Instructions to follow »
Please answer these questions using the Haymah passage below.
1. What is the name of the gas station where Mokhtar and Nurideen took the usual right?
2. Where did Mokhtar find Malik, and with how many other men?
3. How many times his earlier price did Mokhtar say he would now pay for Malik's coffee?

Source passage »
The Monk of Mokha
—
The day after Mokhtar arrived in Yemen, Mokhtar and Nurideen went to Haymah. At the gas station called Abu Askr, they took the usual right and descended into the valley.
At the al-Amal Cooperative, Mokhtar got out of the truck and greeted all the farmers he knew. There were songs and handshakes and hugs, but Mokhtar was looking for Malik, the man he’d seen under the tree. He found him in a communal house, sitting with three other men. Mokhtar bent down and held Malik’s head in his hands, and kissed him on the forehead.
“Your coffee is the best in the world,” Mokhtar said.
Malik nodded. He said nothing.
“Thank you,” Mokhtar said, and, given Malik’s reticence, he felt the need to elaborate. He told Malik that he had brought his coffee all the way to San Francisco. That they’d cleaned it, sorted it, roasted it and cupped it, and that it had scored as high as any Yemeni coffee ever had.
Malik smiled and nodded.
“Thank you,” Mokhtar said again, and told Malik that he would be buying all Malik’s coffee from now on, at a price five times what he’d been paid before; that Malik’s way of cultivation and picking would be the model for everyone in the collective; that together they would transform the Haymah Valley and, eventually, all the coffee of Yemen.
Malik nodded and smiled.
Mokhtar put his hand meaningfully on Malik’s shoulder, and walked away. He almost laughed. Either Malik was a preternaturally stoic and unemotional man, or he had expected this news. Maybe, for him, just a confirmation of the obvious.

Raw data »
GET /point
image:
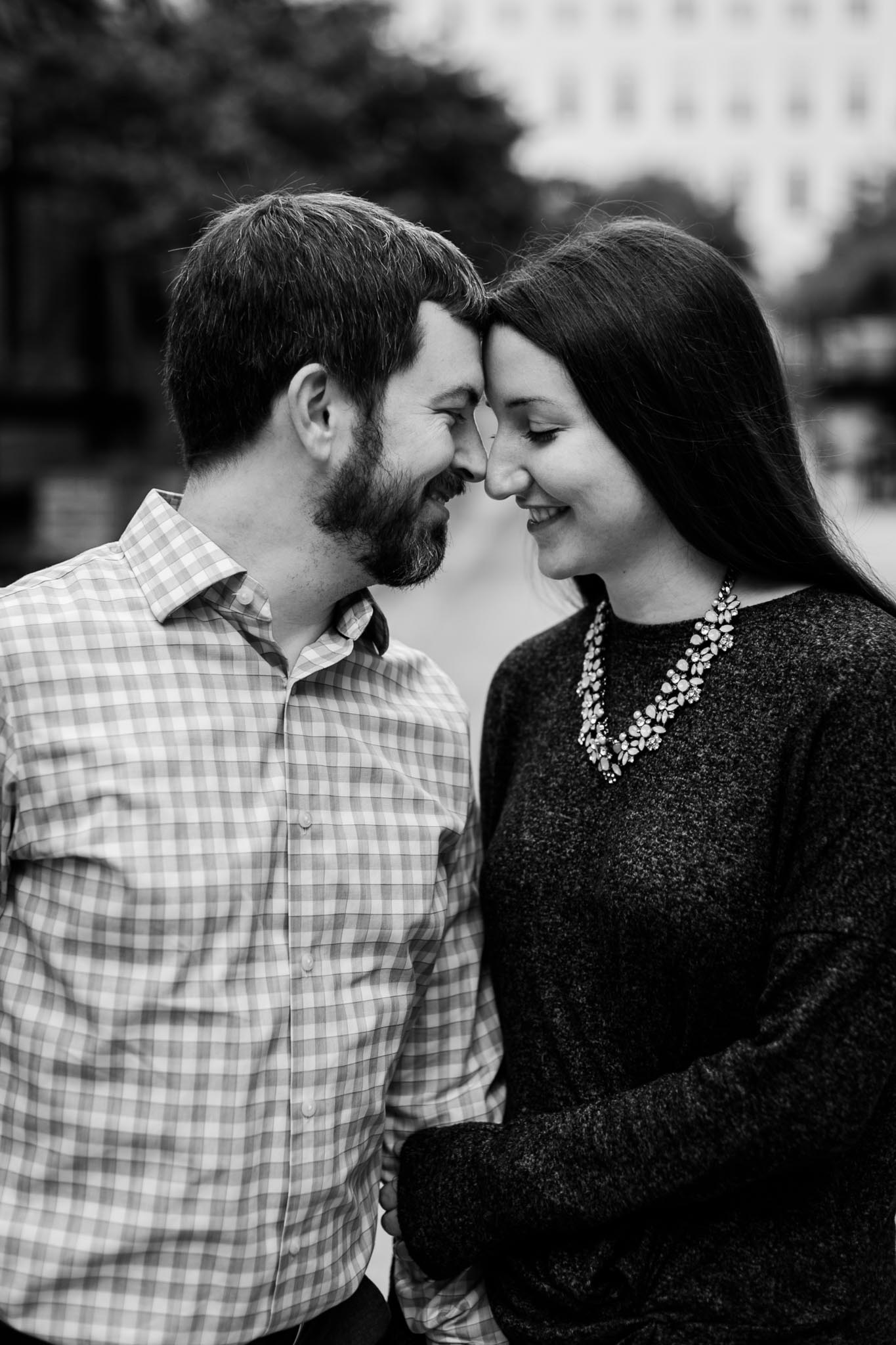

The completed task »
1. Abu Askr.
2. In a communal house, with three other men.
3. Five times.